### [EXERCISE AIM]
Determine the number of lines in these entries that hold the word "negative". Give the number and nothing more.

[Collected data]
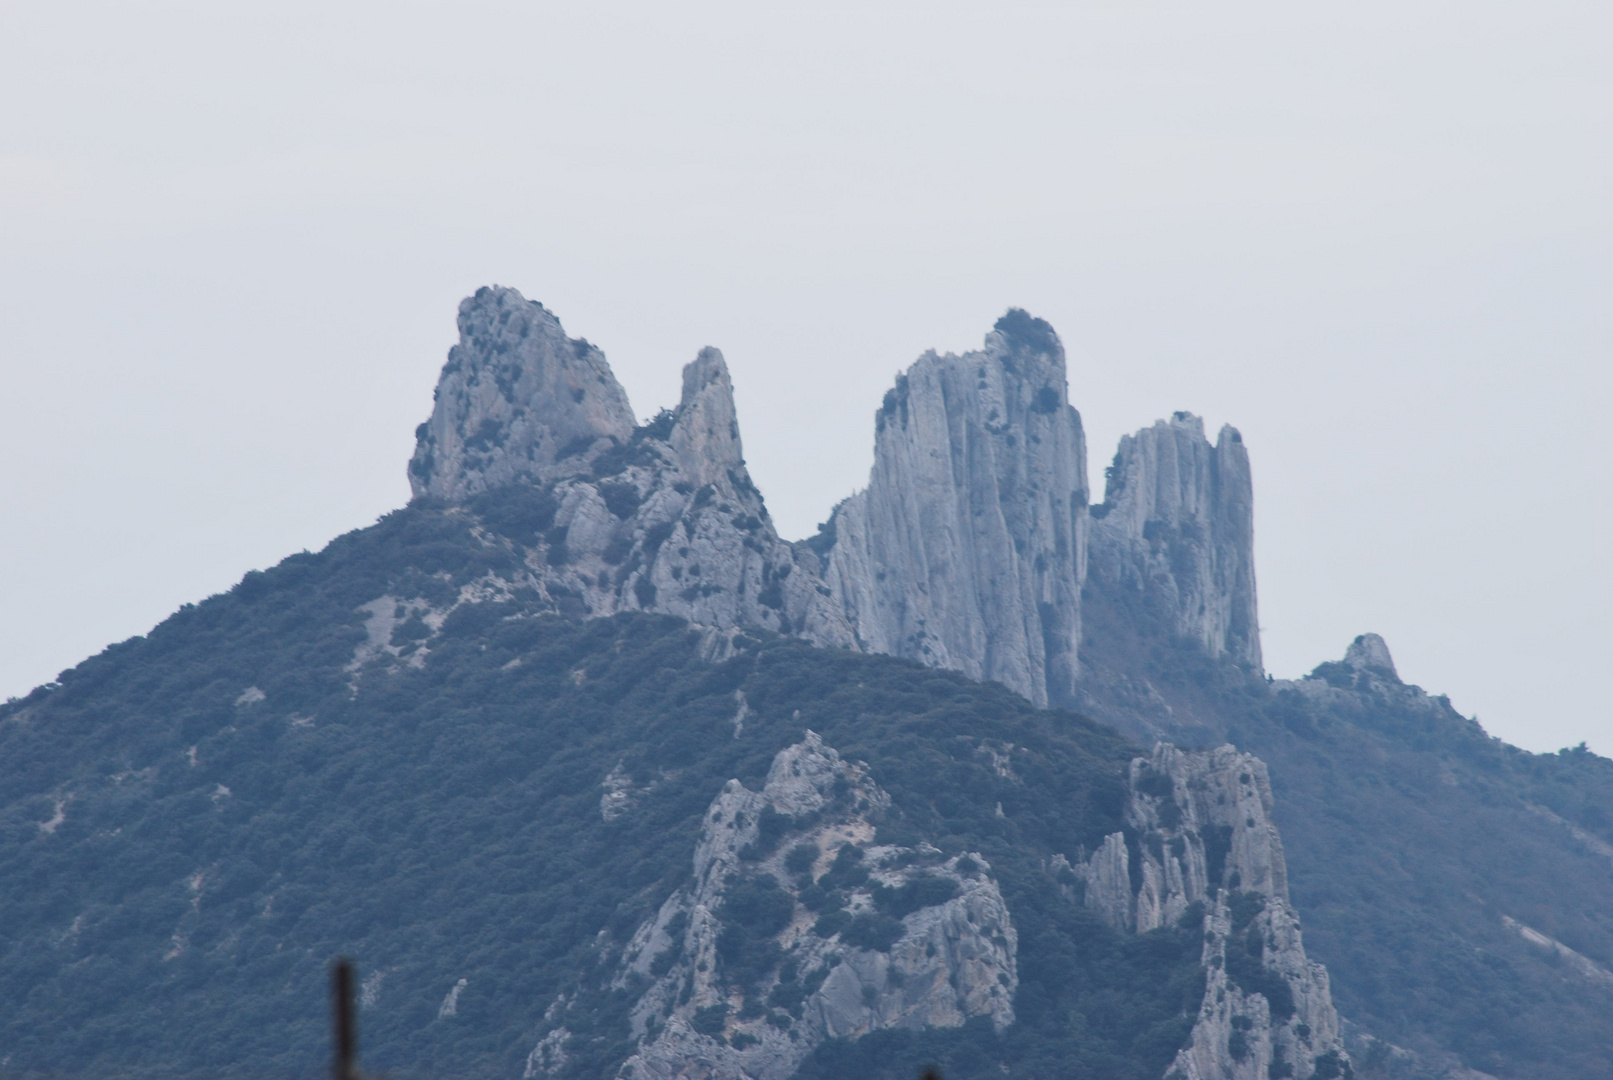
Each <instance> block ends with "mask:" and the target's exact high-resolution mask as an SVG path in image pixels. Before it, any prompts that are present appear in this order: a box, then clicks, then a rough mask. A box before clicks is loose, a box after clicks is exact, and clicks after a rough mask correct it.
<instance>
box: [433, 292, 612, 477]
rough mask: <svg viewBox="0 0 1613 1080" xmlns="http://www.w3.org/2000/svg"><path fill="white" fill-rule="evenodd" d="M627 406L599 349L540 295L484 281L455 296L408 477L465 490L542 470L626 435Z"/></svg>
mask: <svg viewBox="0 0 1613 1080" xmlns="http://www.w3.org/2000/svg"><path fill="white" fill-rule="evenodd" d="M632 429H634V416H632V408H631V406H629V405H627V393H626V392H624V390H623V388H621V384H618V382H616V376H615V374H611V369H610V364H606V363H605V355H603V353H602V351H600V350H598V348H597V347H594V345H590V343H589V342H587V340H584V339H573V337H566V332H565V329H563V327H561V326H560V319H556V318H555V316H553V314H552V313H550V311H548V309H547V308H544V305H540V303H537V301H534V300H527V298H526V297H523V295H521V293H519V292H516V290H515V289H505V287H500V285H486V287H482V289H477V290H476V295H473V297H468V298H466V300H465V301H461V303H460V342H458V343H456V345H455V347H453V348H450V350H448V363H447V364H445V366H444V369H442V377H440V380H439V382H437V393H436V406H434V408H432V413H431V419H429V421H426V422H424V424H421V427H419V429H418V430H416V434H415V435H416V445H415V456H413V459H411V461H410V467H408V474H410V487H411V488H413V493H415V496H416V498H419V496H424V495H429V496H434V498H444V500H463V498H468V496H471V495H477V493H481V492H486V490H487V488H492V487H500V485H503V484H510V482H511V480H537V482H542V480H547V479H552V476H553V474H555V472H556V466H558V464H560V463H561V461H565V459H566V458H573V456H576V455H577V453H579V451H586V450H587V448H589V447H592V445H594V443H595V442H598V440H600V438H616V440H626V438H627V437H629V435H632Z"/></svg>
* * *
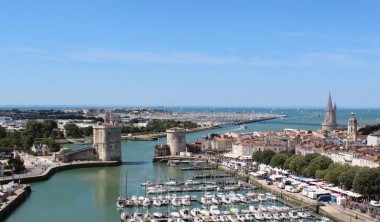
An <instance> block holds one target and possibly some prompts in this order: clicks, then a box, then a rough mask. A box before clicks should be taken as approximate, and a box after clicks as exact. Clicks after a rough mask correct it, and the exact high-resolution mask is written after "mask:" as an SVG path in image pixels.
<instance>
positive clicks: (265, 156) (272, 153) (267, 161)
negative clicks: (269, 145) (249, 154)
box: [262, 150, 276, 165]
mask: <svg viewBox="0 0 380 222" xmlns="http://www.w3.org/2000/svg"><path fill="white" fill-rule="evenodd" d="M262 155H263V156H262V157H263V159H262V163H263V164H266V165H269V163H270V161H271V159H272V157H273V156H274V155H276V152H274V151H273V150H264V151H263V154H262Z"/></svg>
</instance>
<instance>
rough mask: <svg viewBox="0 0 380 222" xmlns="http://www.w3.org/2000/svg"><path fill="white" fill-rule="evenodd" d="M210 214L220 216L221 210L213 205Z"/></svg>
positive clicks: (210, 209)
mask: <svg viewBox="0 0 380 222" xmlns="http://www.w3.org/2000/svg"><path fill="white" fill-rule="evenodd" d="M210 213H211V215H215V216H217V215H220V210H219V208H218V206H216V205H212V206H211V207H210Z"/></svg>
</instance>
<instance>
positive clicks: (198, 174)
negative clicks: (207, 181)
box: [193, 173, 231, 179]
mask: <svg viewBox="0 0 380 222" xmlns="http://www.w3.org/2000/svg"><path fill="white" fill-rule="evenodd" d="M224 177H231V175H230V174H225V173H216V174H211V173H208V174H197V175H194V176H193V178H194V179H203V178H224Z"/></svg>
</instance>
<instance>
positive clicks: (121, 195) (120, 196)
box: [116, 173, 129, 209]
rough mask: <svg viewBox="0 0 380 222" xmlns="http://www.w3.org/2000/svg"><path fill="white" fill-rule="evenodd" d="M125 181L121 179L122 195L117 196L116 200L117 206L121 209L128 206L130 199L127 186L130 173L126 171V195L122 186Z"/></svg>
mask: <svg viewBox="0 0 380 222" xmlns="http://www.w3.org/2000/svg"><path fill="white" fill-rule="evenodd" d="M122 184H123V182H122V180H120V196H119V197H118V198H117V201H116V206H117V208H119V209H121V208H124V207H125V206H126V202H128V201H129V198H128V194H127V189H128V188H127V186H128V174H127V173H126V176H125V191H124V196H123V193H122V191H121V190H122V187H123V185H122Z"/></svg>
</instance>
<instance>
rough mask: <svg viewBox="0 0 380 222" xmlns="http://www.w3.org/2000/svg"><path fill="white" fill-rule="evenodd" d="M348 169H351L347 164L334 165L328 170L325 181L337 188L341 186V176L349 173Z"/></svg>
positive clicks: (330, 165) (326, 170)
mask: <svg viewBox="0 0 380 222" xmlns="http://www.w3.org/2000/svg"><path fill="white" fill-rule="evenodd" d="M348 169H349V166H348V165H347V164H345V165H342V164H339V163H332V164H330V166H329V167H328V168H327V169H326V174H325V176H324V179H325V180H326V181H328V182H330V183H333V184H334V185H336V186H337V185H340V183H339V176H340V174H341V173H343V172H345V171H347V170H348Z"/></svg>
* * *
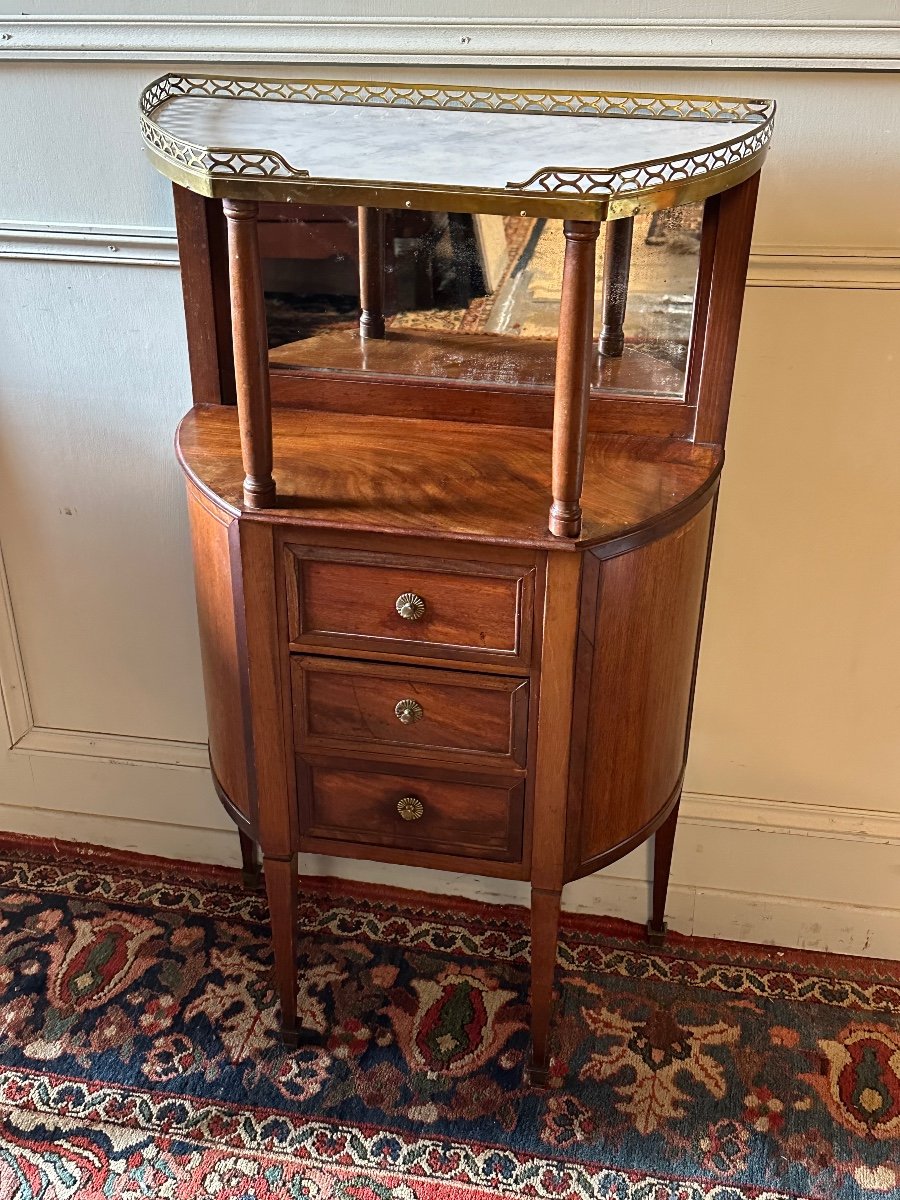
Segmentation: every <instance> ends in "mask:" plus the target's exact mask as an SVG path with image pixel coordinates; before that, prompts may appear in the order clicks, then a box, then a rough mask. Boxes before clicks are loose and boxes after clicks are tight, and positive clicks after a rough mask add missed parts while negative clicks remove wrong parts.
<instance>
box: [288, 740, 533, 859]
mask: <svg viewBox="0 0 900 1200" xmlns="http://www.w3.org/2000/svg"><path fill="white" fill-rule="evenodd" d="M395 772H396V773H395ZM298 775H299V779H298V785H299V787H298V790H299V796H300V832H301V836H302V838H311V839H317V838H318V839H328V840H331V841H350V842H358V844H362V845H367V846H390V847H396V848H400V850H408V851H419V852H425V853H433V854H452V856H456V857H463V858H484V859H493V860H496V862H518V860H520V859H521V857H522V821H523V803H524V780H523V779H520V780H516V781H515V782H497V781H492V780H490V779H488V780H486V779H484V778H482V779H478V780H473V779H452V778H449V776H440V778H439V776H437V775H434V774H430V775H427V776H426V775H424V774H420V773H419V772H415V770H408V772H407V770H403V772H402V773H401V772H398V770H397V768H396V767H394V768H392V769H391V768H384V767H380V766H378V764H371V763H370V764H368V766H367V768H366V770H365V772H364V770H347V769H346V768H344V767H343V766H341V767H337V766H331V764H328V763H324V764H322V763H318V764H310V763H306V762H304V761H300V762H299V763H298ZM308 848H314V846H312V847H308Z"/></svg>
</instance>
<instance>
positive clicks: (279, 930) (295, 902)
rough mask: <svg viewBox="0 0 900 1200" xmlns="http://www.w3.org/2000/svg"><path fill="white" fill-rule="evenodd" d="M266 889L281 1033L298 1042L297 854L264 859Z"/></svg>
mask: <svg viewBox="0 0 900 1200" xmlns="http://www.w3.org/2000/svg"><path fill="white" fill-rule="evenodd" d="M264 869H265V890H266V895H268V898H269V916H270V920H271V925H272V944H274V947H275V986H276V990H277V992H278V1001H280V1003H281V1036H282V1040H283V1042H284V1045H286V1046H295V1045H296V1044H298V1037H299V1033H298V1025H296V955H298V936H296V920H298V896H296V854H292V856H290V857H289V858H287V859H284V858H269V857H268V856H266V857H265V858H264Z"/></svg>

### [ANSWER SECTION]
3